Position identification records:
━━━━━━

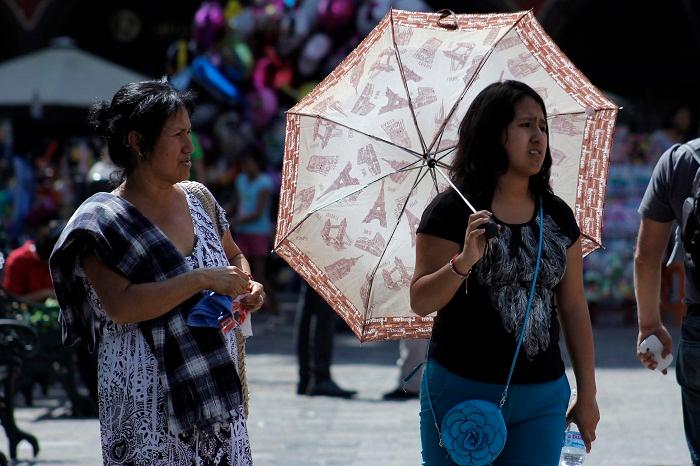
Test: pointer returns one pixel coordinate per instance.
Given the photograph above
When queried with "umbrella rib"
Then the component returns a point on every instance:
(417, 181)
(414, 153)
(405, 86)
(333, 201)
(471, 81)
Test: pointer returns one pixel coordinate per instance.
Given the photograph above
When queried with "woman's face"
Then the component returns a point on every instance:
(525, 138)
(173, 148)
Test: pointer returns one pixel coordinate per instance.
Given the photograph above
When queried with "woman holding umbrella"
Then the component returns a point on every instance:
(138, 259)
(484, 293)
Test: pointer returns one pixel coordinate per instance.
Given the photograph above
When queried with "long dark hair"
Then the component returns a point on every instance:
(481, 157)
(143, 107)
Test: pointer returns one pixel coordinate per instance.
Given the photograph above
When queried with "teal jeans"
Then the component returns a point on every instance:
(535, 416)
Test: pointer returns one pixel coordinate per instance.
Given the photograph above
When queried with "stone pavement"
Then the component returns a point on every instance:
(641, 416)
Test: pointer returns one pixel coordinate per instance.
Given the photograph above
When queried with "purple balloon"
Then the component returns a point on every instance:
(334, 14)
(209, 24)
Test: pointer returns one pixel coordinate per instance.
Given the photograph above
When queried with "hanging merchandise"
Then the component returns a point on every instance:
(262, 107)
(209, 77)
(315, 50)
(209, 25)
(335, 14)
(236, 60)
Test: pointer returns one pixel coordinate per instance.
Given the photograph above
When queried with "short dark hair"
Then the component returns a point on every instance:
(143, 107)
(481, 157)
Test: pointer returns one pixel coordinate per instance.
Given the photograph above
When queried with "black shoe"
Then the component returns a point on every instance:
(399, 394)
(330, 388)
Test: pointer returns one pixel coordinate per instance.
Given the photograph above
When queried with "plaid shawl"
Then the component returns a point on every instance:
(197, 373)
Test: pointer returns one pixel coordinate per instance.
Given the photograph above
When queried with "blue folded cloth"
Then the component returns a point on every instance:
(206, 312)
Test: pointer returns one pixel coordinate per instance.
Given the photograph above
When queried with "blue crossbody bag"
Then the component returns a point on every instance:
(474, 432)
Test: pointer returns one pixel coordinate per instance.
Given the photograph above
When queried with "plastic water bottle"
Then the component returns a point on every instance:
(574, 450)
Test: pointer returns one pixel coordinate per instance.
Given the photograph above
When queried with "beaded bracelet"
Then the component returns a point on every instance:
(457, 272)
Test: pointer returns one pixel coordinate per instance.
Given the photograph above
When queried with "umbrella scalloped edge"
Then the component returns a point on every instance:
(381, 328)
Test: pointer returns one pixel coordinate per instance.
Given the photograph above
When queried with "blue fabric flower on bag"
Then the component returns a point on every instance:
(474, 432)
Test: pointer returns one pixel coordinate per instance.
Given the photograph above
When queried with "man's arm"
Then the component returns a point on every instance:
(651, 244)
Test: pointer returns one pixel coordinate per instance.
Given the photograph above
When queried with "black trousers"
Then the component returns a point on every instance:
(315, 328)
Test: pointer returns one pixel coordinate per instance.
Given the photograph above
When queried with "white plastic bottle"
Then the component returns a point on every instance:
(574, 450)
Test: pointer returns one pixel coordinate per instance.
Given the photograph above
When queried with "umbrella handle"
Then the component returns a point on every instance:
(444, 14)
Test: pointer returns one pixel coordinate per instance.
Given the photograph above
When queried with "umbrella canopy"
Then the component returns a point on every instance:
(61, 75)
(372, 145)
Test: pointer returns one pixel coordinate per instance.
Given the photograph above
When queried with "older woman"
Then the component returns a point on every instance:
(138, 258)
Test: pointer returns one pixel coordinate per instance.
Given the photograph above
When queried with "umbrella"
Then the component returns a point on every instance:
(372, 144)
(61, 74)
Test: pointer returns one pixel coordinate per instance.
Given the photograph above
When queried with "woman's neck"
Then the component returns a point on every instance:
(512, 188)
(140, 187)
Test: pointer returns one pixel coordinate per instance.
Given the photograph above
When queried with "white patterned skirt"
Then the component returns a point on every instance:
(133, 419)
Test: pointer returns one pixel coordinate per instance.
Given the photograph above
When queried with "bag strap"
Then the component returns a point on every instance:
(206, 198)
(504, 396)
(528, 310)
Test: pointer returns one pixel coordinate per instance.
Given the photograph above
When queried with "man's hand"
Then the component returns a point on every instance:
(584, 413)
(660, 331)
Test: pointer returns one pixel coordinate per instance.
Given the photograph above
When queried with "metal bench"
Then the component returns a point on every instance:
(18, 342)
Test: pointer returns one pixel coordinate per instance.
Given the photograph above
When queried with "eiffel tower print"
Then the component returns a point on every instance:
(403, 279)
(356, 74)
(378, 210)
(426, 54)
(394, 102)
(412, 221)
(458, 56)
(364, 104)
(374, 246)
(339, 240)
(325, 131)
(411, 75)
(344, 179)
(341, 268)
(367, 156)
(383, 63)
(304, 199)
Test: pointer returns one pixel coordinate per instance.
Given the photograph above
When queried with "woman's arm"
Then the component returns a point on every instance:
(434, 283)
(254, 300)
(576, 324)
(256, 214)
(126, 302)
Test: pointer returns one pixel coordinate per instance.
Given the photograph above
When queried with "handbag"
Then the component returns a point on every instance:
(209, 203)
(473, 431)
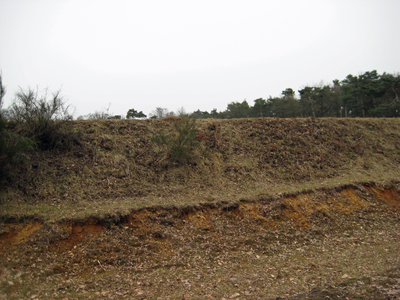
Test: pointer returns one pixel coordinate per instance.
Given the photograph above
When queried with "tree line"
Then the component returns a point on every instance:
(366, 95)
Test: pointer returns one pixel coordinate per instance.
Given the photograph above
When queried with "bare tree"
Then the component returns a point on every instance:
(160, 113)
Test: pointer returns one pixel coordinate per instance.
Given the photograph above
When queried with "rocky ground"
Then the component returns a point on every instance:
(335, 244)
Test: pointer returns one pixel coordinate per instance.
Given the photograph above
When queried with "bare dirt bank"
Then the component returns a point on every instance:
(339, 242)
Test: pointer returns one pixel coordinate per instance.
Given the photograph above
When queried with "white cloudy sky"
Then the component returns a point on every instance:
(192, 54)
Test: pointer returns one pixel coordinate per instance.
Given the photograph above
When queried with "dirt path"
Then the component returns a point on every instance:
(337, 244)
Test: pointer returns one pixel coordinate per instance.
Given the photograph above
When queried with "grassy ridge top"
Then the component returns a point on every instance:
(117, 166)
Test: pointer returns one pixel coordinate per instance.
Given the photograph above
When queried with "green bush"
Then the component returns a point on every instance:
(42, 119)
(13, 147)
(180, 145)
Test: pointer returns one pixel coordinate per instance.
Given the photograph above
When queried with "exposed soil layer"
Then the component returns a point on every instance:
(340, 242)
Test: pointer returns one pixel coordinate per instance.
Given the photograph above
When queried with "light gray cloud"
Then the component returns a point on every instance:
(195, 54)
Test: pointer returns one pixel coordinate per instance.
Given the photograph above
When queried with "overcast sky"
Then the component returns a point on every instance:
(192, 54)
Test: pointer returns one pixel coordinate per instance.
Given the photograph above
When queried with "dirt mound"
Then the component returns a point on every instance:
(280, 246)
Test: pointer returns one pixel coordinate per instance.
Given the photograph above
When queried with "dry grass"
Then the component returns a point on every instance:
(117, 169)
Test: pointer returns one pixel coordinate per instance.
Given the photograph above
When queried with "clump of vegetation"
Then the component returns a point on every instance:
(42, 119)
(13, 147)
(180, 146)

━━━━━━

Task directions: Go back to the records above and write them out exactly, without the pictures.

Completed task:
Test: pointer returns one pixel coordinate per instance.
Given the photograph above
When queried with "umbrella rib"
Then the component returns a point on every instance:
(417, 181)
(414, 153)
(405, 86)
(333, 201)
(471, 81)
Test: pointer returns one pixel coordinate per instance.
Given the photograph above
When queried with "woman's face"
Then the component returns a point on every instance:
(525, 138)
(173, 148)
Test: pointer returns one pixel coordinate per instance.
Given the photograph above
When queried with "woman holding umbrella"
Then the component returns a point on every instance:
(138, 259)
(484, 293)
Test: pointer returns one pixel coordinate per instance.
Given the photograph above
When queried with "long dark hair"
Then the component returns a point on every instance:
(481, 157)
(143, 107)
Test: pointer returns one pixel coordinate per instance.
Given the photograph above
When queried with "teal jeans"
Then the component returns a point on every instance:
(535, 416)
Test: pointer returns one pixel coordinate per instance.
Given the photograph above
When queried with "stone pavement"
Then the component returns a point on every instance:
(641, 416)
Test: pointer returns one pixel coordinate per instance.
Given the photograph above
When queried with "purple balloon"
Then the component returns a point on every instance:
(334, 14)
(209, 24)
Test: pointer returns one pixel coordinate per instance.
Given the photograph above
When queried with "hanging merchandise"
Then the component returns a point on every instance:
(262, 107)
(209, 77)
(315, 50)
(209, 25)
(335, 14)
(236, 60)
Test: pointer returns one pixel coordinate per instance.
Given the photograph above
When queried with "short dark hair"
Then the component returns a point on every instance:
(143, 107)
(481, 157)
Test: pointer returns one pixel coordinate per instance.
Given the photograph above
When queried with "black shoe"
Then the component returns a point on every instance:
(399, 394)
(330, 388)
Test: pointer returns one pixel coordinate per instance.
Given the photograph above
When queried with "plaid shawl"
Then the component returns a point on every instance:
(197, 373)
Test: pointer returns one pixel coordinate per instance.
Given the photograph above
When queried with "blue folded cloth"
Then the component returns a point on every instance:
(206, 312)
Test: pointer returns one pixel coordinate per instance.
Given the photograph above
When queried with "blue crossbody bag"
Then the component returns a point on every instance:
(474, 432)
Test: pointer returns one pixel coordinate per instance.
Given the photograph above
When queried with "plastic water bottle"
Then the component returns a point on every instance:
(574, 450)
Test: pointer returns one pixel coordinate per instance.
Given the photograph above
When queried with "beaded bracelet"
Then the component returns a point on every instance:
(457, 272)
Test: pointer returns one pixel coordinate per instance.
Given the photograph above
When queried with "umbrella scalloped edge"
Then the component returns a point on every instance:
(381, 328)
Test: pointer returns one pixel coordinate per instance.
Given the photograph above
When queried with "blue fabric flower on bag"
Then the component returns a point on every instance:
(474, 432)
Test: pointer returns one pixel coordinate per instance.
Given the photograph above
When queried with "man's arm"
Then the component returns a point on every instance:
(651, 244)
Test: pointer returns one pixel coordinate per instance.
Given the photograph above
When queried with "black trousers"
Then the component returns a point on every instance:
(315, 328)
Test: pointer returns one pixel coordinate per instance.
Given the photograph above
When queried with "white plastic bottle"
Then the component returns a point on every instance:
(574, 450)
Test: pointer returns one pixel coordinate per instance.
Given the photograph above
When queried with "umbrella handle"
Then the component returns a point on every instance:
(444, 14)
Test: pointer returns one pixel coordinate per instance.
Given the photograph above
When queried with "umbrella canopy"
Then the component returns a point on every instance:
(61, 75)
(372, 145)
Test: pointer returns one pixel coordinate per instance.
Given the photograph above
When queried with "older woman"
Then the component returns a point on every instance:
(138, 258)
Test: pointer returns one pixel coordinate per instance.
Given the photograph above
When queried with "umbrella"
Then the component returns a point on every instance:
(372, 144)
(61, 74)
Test: pointer returns one pixel coordinate per instance.
Given the photograph above
When queried with "woman's neck"
Then the component returns a point on every instance:
(512, 188)
(140, 187)
Test: pointer returns one pixel coordinate per instance.
Given the photograph above
When queried with "white patterned skirt"
Then the component returns a point on every instance:
(133, 419)
Test: pointer returns one pixel coordinate per instance.
Given the photograph above
When queried with "bag strap"
Then the component returns a point on every instance:
(206, 198)
(504, 396)
(528, 310)
Test: pointer returns one pixel coordinate per instance.
Given the photograph above
When queried with "man's hand"
Then the component returns a point on every instance:
(584, 413)
(660, 331)
Test: pointer returns one pixel coordinate per instance.
Given the photograph above
When queried with "metal bench"
Then the component returns a point on every instance:
(18, 342)
Test: pointer returns one pixel coordinate per instance.
Given the photograph above
When queried with "eiffel tower print"
Then the component returns a point on every instance:
(403, 279)
(356, 74)
(378, 210)
(426, 54)
(394, 102)
(412, 221)
(458, 56)
(364, 104)
(374, 246)
(339, 240)
(325, 131)
(411, 75)
(344, 179)
(341, 268)
(367, 156)
(383, 63)
(304, 199)
Test: pointer returns one pixel coordinate per instance.
Given the photograph above
When queried with "woman's arm"
Then the component returns a point on every instance:
(434, 283)
(254, 300)
(576, 324)
(256, 214)
(126, 302)
Test: pointer returns one pixel coordinate per instance.
Given the photograph above
When queried with "handbag"
Then the component returns a point on every instance:
(209, 203)
(473, 431)
Test: pointer returns one pixel coordinate per instance.
Given the photograph above
When queried with "tree line"
Then the component returns a point on every instance:
(366, 95)
Test: pointer returns one pixel coordinate per instance.
Given the photograph above
When queried with "bare tree"
Then the component returns a point on every instance:
(160, 113)
Test: pointer returns one pixel coordinate per instance.
Given the photograph above
When queried with "rocky ground"
Then the component returns a point on every instance:
(335, 244)
Test: pointer returns one pixel coordinate per instance.
Given the photograph above
When queried with "bare dirt bank"
Then the component returns a point on every instance:
(339, 242)
Test: pointer returns one pixel coordinate per instance.
Given the photograph above
When queried with "white cloudy sky"
Then the component returns a point on every instance:
(192, 54)
Test: pointer returns one pixel coordinate per instance.
Given the photograph above
When queried with "dirt path"
Then the component returns a point on every instance:
(337, 244)
Test: pointer returns one pixel coordinate per instance.
Given the photograph above
When queried with "grassy ridge top"
Then the component returns a point on every instance:
(117, 166)
Test: pointer returns one pixel coordinate per instance.
Given the photograph above
When queried with "green bush"
Then the component returns a point on every instance:
(42, 119)
(13, 147)
(180, 145)
Test: pointer returns one pixel coordinate per instance.
Given the photograph above
When queried with "exposed soil layer"
Then the component returns a point on every instance:
(340, 242)
Test: pointer returns one pixel coordinate per instance.
Given the photograph above
When queried with "light gray cloud"
Then the component returns a point on every instance:
(195, 54)
Test: pointer returns one pixel coordinate per instance.
Given the photograph above
When queried with "overcast sky"
Then the component returns a point on every instance:
(192, 54)
Test: pointer returns one pixel coordinate per instance.
Given the photograph above
When queried with "dirt mound"
Then the component returns a point on every instance:
(280, 246)
Test: pointer returns one pixel coordinate per instance.
Given the photograph above
When queried with "dry grass"
Then the component returns a point on every instance:
(117, 169)
Test: pointer returns one pixel coordinate per instance.
Given the photograph above
When queried with "clump of vegetation"
Then the component returns a point on every instance:
(42, 119)
(13, 147)
(180, 146)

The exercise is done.